= Aufgabenbeschreibung =
Welche Zeilen enthalten das Wort „every“? Ermittle sie und schreibe jede davon vollständig ab.

Gespeicherte Zeilen:
•••

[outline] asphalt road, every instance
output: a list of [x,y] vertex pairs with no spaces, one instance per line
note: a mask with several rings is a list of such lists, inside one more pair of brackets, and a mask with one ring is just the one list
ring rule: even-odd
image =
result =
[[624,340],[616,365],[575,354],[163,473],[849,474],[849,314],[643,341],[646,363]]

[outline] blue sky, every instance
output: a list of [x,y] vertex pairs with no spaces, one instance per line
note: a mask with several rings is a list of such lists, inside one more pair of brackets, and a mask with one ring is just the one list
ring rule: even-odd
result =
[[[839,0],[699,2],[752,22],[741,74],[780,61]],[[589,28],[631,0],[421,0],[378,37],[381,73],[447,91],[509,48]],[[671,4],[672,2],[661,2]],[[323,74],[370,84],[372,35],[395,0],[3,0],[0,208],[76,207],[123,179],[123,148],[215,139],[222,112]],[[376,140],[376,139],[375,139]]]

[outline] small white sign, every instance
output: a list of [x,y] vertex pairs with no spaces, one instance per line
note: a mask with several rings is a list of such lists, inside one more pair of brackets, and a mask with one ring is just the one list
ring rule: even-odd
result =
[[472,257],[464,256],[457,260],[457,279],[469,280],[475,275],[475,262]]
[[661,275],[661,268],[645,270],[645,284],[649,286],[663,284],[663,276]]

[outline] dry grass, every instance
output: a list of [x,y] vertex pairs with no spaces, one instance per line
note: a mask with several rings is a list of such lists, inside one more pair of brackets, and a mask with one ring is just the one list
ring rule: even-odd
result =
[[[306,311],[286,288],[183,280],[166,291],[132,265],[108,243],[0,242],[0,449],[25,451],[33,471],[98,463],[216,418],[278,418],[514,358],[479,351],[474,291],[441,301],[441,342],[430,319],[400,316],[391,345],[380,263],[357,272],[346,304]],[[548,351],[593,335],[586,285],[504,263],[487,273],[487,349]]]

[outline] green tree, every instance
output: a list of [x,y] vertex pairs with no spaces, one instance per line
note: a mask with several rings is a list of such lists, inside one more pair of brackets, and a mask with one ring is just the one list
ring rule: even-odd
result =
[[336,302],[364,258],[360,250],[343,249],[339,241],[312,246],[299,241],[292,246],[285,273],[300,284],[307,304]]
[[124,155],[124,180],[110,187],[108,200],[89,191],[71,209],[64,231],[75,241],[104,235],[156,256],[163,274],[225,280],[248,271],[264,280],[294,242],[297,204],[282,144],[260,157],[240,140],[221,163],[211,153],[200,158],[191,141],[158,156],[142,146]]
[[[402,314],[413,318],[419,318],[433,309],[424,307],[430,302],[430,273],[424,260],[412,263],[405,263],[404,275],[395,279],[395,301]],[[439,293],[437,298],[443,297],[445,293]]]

•••

= Richtige Lösung =
[outline] asphalt road, every instance
[outline] blue sky, every instance
[outline] small white sign, every instance
[outline] dry grass, every instance
[outline] green tree, every instance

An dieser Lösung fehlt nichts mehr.